* PASSAGE PROVIDED *
The Firefly Effect refers to viewers being afraid of committing to a new series because they don't believe the series will last long enough to make up for the investment of time and emotions. "The network is just going to cancel this, so I'm not giving it my heart." If enough viewers think this way towards a particular TV series, it may become a Self-Fulfilling Prophecy — people don't watch because they think the show will be canceled, and then the show is cancelled because no one is watching it.
Television executives don't tend to want to invest in intelligent or overly complex series, because they worry that the given show will be less popular (and thus draw in less money from ratings) if viewers are required to use their brains. As well as the Trope Namer Firefly, Star Trek: Voyager was a quintessential example of this trope. It had an initial premise which was very similar to that of Firefly in some respects, and although the show didn't get cancelled, said initial premise was basically scrapped; as well as the series being made a lot less intelligent, and more violent. Jeri Ryan was initially intended to be brought to the show as an exploitative element due to her figure, which ended up backfiring due to the fact that, as well as being beautiful, she turned out to be a very talented actress.

* ACTIVITY LIST *
1) Quote from the passage on the Firefly Effect the stretch from "The Firefly Effect" through "is watching it.".
2) Answer these questions from the passage on the Firefly Effect:
(a) Why are viewers afraid to commit to a new series?
(b) What do television executives worry will happen to a show that requires viewers to use their brains?
(c) Besides Firefly, which series does the passage call a quintessential example of the trope?

* GIVEN MATERIAL *
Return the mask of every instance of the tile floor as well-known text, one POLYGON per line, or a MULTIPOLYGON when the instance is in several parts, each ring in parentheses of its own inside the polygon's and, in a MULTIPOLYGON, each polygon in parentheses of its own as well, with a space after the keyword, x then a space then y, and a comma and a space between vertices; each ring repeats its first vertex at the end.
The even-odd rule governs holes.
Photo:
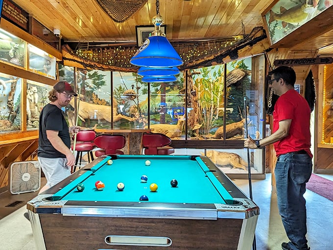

* TASK ANSWERS *
1)
The Firefly Effect refers to viewers being afraid of committing to a new series because they don't believe the series will last long enough to make up for the investment of time and emotions. "The network is just going to cancel this, so I'm not giving it my heart." If enough viewers think this way towards a particular TV series, it may become a Self-Fulfilling Prophecy — people don't watch because they think the show will be canceled, and then the show is cancelled because no one is watching it.

2)
(a) They don't believe the series will last long enough to make up for their investment of time and emotions.
(b) They worry it will be less popular and draw in less money from ratings.
(c) Star Trek: Voyager.